Named-object pointing records

--

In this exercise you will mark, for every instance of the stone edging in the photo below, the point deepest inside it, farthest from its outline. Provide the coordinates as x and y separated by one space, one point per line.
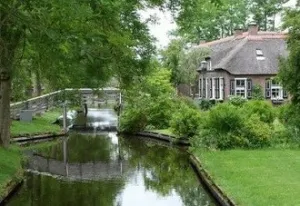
37 137
11 188
164 137
216 192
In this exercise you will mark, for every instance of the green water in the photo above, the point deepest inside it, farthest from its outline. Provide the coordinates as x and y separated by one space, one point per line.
106 170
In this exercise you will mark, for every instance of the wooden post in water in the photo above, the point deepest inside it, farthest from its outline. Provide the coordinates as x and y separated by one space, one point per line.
65 117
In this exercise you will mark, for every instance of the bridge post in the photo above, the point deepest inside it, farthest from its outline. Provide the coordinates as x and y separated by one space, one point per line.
65 117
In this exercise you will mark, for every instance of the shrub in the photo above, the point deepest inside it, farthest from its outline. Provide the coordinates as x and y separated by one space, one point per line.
263 109
205 104
257 93
225 118
133 120
185 121
257 132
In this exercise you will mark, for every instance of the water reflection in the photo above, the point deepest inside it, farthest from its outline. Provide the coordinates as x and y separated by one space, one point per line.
107 170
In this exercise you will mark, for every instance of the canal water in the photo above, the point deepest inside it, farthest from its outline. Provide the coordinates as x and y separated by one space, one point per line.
109 170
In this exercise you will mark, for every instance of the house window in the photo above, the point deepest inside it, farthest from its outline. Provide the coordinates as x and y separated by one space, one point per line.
274 90
200 87
217 88
259 55
241 87
211 88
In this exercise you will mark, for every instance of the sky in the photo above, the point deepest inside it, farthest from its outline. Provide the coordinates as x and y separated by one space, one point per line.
166 24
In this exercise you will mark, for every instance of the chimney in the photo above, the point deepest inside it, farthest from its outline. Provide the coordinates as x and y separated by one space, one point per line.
253 29
238 32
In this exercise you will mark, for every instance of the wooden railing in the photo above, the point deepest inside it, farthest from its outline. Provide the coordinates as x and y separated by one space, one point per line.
42 103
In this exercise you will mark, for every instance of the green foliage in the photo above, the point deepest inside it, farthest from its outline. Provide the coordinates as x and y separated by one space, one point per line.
149 102
185 121
217 21
263 109
256 132
10 164
228 126
205 104
237 100
289 67
225 118
257 92
182 62
264 11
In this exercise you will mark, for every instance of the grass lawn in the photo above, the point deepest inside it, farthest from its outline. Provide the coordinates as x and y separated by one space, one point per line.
10 166
256 177
40 124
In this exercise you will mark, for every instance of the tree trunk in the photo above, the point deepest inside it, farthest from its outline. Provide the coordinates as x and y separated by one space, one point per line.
38 83
5 92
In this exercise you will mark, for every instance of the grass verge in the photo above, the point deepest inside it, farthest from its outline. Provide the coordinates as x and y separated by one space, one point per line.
164 131
40 124
255 177
10 168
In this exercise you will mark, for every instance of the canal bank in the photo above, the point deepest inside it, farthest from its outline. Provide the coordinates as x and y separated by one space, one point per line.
219 195
114 170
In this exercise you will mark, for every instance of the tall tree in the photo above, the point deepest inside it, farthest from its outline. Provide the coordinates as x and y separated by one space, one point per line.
264 12
201 20
290 67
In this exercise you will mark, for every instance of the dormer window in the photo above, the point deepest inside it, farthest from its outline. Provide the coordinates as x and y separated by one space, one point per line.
259 55
208 60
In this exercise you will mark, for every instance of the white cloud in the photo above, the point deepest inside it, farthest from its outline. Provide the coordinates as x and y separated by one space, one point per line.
164 25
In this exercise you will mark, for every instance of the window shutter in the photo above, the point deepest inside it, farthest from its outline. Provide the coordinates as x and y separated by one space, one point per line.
285 94
249 88
268 89
232 87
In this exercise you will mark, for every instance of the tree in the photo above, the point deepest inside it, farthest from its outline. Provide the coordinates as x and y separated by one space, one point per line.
264 12
201 20
170 59
189 63
50 40
289 73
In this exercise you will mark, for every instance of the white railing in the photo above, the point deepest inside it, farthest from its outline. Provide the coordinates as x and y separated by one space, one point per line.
42 103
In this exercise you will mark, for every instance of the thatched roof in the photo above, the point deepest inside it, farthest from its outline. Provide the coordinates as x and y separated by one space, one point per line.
238 55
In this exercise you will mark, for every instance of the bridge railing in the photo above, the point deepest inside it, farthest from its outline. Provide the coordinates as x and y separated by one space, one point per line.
42 103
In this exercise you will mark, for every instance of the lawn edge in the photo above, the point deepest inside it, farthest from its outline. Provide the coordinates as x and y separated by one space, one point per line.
214 189
37 137
164 137
12 186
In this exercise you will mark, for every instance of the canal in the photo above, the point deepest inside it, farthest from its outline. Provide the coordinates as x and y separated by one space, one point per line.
101 168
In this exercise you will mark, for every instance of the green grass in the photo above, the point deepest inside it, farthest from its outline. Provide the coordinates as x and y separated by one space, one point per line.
10 167
164 131
256 177
40 124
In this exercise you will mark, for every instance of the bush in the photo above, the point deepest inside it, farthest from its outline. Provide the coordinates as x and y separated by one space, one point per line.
256 132
225 118
185 121
205 104
263 109
133 120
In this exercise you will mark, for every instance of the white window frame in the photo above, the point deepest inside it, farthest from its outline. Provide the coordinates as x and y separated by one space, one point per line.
213 88
221 83
236 88
280 91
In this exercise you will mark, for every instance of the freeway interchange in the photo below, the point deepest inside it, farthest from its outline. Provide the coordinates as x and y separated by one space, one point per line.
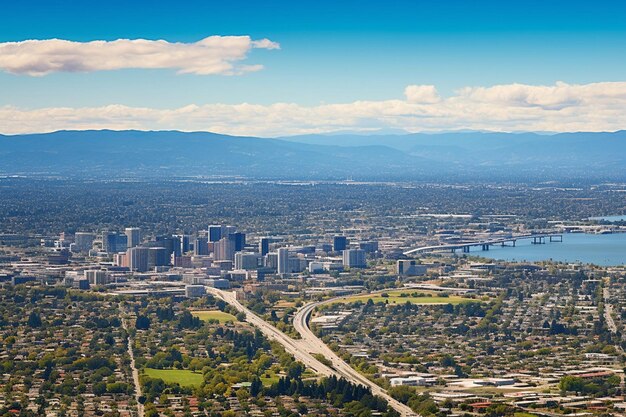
305 348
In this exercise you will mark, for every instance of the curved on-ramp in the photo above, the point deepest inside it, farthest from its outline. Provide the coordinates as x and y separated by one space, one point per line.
304 349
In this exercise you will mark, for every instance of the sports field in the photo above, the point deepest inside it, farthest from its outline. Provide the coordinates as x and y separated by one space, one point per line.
206 315
183 377
404 295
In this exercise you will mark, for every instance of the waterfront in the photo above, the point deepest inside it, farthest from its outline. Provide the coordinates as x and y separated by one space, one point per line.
619 218
599 249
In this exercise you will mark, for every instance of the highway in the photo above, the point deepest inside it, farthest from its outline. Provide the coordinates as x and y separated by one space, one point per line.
490 242
304 348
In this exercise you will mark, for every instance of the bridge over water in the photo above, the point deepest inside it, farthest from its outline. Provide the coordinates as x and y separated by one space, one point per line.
537 239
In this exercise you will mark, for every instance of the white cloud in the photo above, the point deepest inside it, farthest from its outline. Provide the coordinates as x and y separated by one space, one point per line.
426 94
212 55
514 107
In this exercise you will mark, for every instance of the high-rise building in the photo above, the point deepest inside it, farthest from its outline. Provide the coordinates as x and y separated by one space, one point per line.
83 241
369 247
354 258
133 235
184 243
264 245
239 240
270 261
201 246
112 242
96 277
158 256
340 243
215 232
171 243
246 260
137 258
224 249
283 261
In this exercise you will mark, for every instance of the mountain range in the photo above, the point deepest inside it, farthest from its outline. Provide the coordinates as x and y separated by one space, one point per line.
174 154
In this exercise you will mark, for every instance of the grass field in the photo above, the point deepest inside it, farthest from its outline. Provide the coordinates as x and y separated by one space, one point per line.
183 377
402 296
220 316
269 378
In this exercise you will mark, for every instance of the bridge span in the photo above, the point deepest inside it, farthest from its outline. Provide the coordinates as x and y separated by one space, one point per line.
537 238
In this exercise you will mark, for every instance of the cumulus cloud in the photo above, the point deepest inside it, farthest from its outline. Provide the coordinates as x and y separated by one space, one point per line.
514 107
426 94
209 56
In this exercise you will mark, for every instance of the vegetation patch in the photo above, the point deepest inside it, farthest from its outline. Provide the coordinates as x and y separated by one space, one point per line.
207 315
412 296
183 377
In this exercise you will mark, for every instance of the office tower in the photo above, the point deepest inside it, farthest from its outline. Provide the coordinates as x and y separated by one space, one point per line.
201 246
171 243
184 243
83 241
239 240
133 235
112 242
369 247
283 261
264 245
340 243
246 260
227 230
215 233
137 258
270 261
96 277
158 256
224 249
354 258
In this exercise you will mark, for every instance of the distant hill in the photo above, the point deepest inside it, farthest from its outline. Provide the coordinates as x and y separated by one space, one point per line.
115 154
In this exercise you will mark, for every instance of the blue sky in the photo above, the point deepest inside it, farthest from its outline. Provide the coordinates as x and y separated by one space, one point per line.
330 51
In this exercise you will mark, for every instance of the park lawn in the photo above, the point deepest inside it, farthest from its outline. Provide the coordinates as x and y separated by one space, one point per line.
395 297
184 377
272 378
206 315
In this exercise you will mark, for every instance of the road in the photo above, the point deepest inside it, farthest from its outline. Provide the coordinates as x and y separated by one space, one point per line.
608 311
610 324
140 410
304 349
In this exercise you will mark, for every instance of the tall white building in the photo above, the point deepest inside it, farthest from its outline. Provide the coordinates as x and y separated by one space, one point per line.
354 258
134 236
137 259
96 277
283 261
83 241
246 260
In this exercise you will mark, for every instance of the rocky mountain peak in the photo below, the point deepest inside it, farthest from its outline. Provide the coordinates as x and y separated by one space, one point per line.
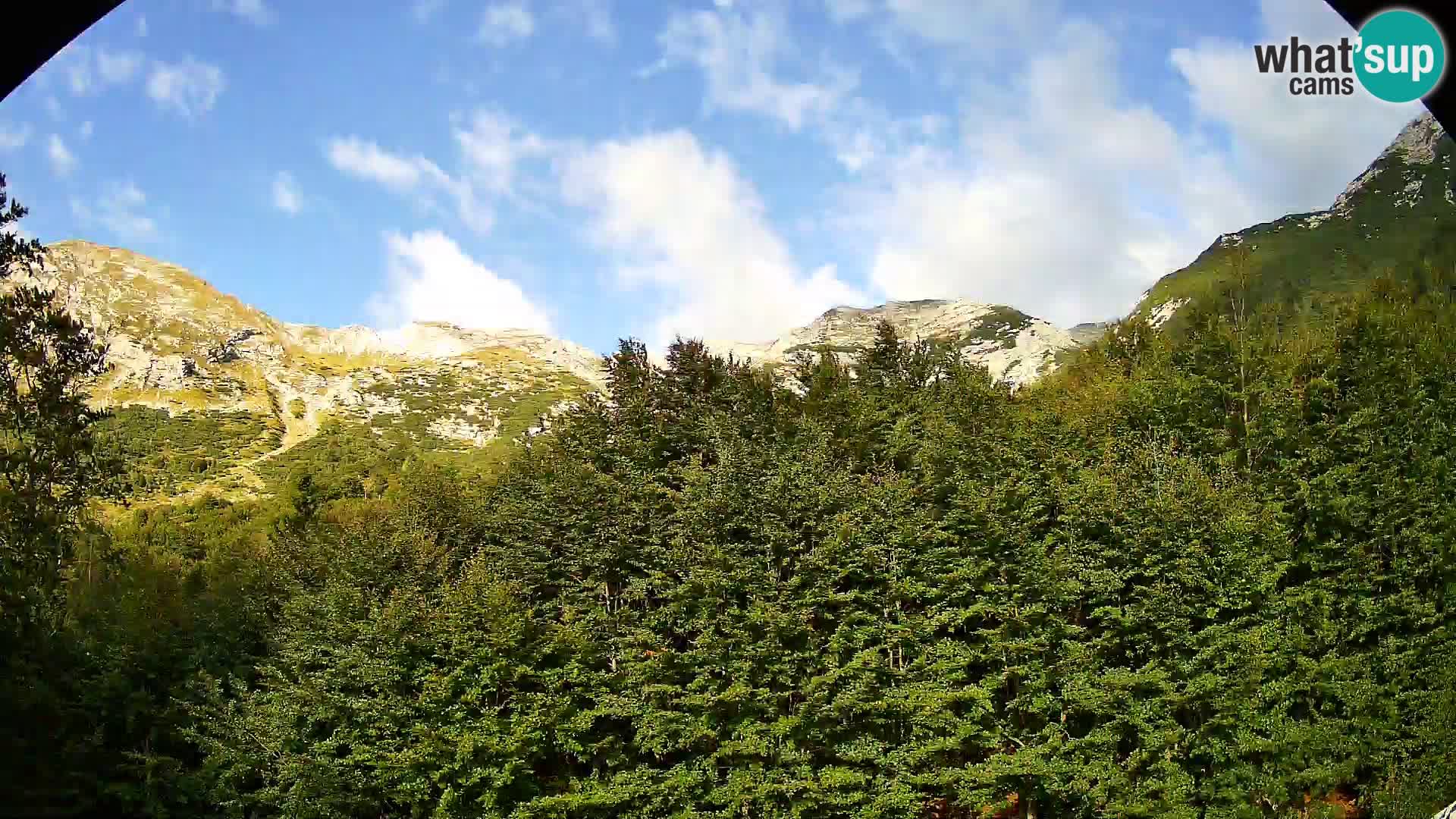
1416 145
1009 343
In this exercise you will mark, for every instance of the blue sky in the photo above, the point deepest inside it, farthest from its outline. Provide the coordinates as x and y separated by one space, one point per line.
724 169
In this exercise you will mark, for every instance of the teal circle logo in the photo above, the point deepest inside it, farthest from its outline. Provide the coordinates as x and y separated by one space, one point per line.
1401 55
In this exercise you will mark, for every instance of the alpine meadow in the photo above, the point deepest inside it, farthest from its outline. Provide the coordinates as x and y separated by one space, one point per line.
924 560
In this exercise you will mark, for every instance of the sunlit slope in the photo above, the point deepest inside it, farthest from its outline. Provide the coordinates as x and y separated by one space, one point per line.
1398 216
215 394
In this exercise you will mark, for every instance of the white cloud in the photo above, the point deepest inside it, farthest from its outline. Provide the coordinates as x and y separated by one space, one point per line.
255 12
840 11
742 55
118 66
1063 199
492 145
596 17
689 224
118 210
431 279
506 22
410 175
14 137
61 158
1273 130
369 161
190 88
91 71
989 27
425 11
286 193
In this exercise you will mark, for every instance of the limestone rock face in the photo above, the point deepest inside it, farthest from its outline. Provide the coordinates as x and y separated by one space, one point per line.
1011 344
178 344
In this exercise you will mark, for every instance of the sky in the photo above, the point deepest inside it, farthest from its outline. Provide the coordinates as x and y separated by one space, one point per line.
720 169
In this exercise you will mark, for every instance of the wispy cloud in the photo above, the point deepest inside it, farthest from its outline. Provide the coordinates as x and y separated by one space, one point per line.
255 12
61 158
120 210
506 22
286 194
188 88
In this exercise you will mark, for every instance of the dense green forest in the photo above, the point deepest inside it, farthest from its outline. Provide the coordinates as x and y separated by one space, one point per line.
1199 575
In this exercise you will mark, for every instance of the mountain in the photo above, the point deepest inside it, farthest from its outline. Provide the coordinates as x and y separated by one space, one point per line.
216 394
1395 216
1009 343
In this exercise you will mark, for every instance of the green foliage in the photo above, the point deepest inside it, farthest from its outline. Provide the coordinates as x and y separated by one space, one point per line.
1302 264
166 453
1204 575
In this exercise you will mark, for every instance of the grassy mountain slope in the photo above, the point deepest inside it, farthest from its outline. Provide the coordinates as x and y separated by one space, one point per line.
1398 213
213 394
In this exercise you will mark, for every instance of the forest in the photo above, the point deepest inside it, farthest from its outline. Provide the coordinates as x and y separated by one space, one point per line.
1193 575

--

- _REQUIRED TASK_:
Copy only the stretch running from the line containing "of the grassy" to the final line of the entries, both ends included, exactly as it stands.

- _TASK OUTPUT_:
In this exercise you will mark, for every instance of the grassy mountain slope in the photo above, the point deepest inside it, farthest from its outline. Provide the coordinates as x and y separated by one space, one point per line.
1398 213
213 394
In this exercise you will mark, for every instance of the forest in the photo above, the point deepest inside it, farthest from its outline. Provide the coordinates as x and y separated by one space, one point per line.
1193 575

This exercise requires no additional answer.